**What the task asks**. Extract every line from the listing below that contains the string "arched", and copy each one unchanged.

**Data provided**.

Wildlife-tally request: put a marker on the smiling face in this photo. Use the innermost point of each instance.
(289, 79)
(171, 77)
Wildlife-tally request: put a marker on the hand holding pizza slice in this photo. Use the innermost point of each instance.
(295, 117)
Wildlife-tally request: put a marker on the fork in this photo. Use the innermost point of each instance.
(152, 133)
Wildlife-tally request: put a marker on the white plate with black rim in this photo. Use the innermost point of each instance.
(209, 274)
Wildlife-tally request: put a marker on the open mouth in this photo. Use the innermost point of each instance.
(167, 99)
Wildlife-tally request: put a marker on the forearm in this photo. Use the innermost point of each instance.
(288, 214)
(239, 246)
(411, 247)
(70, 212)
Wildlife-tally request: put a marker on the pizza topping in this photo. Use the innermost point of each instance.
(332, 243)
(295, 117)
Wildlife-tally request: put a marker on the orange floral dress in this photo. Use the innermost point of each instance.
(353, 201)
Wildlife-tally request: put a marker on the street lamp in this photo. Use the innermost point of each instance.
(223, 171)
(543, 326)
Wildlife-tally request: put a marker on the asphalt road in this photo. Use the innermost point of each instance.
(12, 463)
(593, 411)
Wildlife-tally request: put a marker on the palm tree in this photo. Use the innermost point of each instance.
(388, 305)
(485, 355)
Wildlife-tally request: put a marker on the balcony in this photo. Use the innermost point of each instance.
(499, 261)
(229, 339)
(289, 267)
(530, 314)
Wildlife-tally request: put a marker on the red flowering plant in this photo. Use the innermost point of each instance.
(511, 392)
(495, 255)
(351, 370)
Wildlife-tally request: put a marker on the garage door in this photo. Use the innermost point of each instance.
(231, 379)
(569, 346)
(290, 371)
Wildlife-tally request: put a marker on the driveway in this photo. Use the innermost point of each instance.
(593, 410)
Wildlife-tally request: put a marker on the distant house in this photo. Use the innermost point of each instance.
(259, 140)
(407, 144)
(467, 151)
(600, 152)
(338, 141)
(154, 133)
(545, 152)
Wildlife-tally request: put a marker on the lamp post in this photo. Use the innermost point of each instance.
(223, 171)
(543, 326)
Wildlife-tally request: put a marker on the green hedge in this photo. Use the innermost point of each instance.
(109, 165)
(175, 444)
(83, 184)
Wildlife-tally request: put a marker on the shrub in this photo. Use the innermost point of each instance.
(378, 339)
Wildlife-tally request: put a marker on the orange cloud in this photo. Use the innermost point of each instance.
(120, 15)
==
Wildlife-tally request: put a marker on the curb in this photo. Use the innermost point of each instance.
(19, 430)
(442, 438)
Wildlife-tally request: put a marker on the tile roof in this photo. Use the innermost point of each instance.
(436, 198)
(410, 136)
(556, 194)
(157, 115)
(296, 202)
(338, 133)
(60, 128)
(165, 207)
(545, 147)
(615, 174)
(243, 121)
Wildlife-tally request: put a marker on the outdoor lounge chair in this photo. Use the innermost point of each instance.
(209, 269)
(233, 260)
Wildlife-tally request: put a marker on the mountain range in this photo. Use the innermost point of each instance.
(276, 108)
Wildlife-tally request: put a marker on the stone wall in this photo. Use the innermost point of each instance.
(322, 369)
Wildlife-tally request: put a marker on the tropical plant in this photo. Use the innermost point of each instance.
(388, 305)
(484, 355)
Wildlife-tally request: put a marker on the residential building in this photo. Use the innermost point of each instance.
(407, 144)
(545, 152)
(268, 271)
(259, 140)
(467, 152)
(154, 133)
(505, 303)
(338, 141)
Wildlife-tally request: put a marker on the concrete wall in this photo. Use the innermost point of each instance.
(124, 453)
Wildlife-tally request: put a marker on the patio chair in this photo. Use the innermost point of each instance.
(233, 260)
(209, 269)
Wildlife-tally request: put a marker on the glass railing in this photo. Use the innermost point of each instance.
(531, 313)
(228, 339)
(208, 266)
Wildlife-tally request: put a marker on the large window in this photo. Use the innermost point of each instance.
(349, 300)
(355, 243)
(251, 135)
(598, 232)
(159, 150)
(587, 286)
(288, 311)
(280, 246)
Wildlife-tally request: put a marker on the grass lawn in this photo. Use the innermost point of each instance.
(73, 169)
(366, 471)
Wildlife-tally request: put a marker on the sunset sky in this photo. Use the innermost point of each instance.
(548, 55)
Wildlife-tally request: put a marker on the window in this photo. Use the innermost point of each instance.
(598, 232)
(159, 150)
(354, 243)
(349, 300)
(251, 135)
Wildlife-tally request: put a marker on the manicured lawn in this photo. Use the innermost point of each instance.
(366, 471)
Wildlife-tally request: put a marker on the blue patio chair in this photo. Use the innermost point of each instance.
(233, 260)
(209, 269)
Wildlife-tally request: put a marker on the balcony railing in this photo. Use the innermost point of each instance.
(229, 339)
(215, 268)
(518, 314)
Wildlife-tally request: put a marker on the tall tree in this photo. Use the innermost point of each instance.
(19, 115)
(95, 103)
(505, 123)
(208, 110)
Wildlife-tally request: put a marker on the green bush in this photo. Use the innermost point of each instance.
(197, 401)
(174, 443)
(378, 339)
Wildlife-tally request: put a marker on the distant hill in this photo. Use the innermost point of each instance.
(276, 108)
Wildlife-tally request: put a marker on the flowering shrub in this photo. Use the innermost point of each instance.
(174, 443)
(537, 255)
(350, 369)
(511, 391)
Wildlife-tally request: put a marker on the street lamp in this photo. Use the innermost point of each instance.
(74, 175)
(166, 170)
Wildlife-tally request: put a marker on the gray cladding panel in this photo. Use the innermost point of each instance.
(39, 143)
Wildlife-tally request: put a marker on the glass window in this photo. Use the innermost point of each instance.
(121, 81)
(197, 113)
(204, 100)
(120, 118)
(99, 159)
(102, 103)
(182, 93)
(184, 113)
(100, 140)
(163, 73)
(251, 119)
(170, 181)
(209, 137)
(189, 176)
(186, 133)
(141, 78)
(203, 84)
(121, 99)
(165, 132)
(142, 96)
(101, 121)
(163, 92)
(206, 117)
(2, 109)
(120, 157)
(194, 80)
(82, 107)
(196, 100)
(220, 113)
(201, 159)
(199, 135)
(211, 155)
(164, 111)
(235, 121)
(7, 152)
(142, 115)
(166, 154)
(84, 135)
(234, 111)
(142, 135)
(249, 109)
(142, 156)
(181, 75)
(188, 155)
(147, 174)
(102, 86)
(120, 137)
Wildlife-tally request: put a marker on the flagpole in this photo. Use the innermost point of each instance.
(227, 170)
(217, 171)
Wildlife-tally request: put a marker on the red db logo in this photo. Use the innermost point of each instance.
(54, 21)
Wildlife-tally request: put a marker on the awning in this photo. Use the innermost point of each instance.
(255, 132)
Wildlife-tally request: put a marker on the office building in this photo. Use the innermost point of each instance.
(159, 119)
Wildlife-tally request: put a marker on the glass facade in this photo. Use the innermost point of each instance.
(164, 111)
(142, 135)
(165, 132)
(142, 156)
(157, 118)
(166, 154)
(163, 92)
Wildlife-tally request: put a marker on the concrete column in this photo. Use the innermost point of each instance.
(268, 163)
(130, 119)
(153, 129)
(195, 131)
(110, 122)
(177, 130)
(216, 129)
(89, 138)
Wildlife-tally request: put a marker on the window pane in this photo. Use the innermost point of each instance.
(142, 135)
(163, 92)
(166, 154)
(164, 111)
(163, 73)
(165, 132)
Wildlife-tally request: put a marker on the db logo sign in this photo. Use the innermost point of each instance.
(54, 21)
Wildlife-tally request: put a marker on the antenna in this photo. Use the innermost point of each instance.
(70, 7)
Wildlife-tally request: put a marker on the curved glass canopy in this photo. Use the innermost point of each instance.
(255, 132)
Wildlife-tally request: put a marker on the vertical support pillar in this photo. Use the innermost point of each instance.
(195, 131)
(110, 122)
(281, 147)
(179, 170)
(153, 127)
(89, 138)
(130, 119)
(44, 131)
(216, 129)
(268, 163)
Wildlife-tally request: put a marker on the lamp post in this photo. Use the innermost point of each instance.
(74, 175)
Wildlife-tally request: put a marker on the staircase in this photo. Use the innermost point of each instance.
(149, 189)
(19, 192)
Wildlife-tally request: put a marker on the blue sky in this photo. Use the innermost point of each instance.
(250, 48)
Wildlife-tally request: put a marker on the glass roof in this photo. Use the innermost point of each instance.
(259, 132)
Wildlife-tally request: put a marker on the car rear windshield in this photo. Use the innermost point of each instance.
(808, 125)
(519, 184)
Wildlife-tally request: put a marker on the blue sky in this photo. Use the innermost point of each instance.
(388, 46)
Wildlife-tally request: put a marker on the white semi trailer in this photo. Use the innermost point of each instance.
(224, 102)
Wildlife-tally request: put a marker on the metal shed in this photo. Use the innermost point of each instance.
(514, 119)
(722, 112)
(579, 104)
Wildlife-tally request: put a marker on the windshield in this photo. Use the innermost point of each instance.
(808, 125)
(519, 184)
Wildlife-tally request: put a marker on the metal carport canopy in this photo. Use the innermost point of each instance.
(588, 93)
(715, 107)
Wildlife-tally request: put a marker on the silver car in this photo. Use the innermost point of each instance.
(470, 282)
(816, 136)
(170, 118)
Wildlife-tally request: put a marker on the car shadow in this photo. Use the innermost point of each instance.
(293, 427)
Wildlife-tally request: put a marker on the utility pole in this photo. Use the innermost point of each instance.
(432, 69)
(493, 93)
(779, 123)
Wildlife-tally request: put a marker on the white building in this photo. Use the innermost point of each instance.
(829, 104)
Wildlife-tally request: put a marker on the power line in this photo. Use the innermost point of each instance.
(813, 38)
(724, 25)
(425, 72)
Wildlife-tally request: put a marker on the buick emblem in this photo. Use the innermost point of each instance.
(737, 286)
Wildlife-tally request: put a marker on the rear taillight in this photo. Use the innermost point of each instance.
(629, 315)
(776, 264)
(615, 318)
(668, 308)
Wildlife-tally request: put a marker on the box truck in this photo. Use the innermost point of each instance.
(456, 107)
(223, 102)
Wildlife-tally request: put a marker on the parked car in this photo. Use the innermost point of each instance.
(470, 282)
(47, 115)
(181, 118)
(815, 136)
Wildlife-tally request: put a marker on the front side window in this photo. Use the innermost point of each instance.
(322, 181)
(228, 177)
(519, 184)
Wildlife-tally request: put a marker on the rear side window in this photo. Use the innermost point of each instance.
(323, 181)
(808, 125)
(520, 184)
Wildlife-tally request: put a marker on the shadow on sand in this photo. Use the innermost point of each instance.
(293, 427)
...
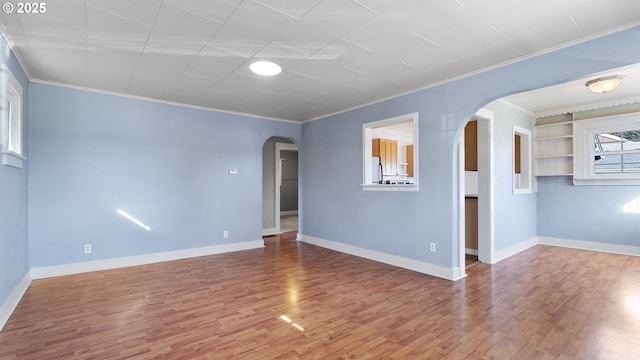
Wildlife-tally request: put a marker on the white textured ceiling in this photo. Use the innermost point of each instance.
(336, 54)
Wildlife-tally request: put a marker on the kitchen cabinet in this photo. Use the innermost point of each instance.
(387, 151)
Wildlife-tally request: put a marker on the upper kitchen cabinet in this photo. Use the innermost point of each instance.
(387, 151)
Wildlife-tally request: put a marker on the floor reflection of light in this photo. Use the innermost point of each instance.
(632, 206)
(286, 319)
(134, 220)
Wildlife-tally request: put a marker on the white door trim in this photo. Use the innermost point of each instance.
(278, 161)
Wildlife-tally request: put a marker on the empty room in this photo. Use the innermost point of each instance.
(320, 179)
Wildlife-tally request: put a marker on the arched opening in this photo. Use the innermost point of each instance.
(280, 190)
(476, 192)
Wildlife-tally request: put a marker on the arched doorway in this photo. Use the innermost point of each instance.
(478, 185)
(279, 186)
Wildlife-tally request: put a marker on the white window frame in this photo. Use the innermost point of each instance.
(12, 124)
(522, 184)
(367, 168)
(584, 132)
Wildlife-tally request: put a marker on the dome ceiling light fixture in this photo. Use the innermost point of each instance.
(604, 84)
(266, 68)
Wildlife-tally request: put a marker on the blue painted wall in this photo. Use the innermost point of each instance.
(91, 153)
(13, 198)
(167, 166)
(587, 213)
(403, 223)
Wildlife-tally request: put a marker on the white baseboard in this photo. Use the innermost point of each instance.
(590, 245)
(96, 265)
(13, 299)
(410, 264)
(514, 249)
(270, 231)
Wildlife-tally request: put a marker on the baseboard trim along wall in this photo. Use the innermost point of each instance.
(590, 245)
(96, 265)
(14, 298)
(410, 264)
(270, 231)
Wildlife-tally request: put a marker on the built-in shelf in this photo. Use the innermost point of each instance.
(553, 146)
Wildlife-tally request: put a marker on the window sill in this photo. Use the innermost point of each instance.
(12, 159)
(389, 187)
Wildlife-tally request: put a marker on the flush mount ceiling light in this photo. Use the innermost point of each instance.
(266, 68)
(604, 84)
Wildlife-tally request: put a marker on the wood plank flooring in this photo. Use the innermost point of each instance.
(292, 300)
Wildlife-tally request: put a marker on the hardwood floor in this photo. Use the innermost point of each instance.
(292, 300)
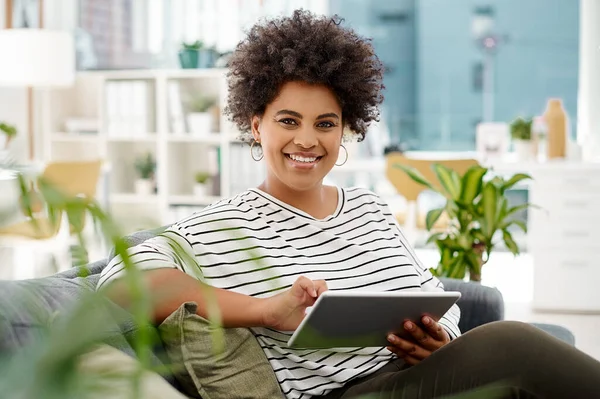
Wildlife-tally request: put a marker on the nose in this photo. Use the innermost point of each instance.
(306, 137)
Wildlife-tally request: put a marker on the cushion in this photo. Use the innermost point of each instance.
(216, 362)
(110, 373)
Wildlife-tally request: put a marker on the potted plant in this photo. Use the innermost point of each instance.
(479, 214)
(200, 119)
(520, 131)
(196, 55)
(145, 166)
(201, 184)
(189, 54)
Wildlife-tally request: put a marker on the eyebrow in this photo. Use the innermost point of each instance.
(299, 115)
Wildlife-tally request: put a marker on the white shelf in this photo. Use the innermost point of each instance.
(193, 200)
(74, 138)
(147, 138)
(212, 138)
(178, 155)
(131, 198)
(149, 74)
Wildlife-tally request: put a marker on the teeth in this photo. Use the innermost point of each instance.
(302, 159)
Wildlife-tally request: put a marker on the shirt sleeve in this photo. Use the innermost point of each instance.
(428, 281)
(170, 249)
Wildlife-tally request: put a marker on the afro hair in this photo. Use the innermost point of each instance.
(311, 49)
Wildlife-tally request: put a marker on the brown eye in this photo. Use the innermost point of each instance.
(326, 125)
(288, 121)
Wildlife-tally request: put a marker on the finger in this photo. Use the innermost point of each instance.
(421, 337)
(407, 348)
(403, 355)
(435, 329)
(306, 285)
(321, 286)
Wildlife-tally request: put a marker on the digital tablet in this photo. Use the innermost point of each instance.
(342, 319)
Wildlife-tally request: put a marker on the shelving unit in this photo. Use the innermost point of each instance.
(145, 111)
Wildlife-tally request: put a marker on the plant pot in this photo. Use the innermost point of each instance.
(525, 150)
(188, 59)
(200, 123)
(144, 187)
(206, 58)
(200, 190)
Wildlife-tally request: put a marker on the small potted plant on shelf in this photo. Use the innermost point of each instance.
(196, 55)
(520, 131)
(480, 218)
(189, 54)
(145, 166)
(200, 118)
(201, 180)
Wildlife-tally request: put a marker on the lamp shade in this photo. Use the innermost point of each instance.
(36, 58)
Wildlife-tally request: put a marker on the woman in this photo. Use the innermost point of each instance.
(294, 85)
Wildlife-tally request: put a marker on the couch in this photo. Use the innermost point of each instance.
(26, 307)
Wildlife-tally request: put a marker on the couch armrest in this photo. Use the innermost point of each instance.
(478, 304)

**Task output**.
Wildlife-tally request: put a marker on the arched opening in this photo. Use the innermost point of each instance.
Wildlife-tally request: put a marker on the arched doorway in this photo. Use the innermost point of each instance.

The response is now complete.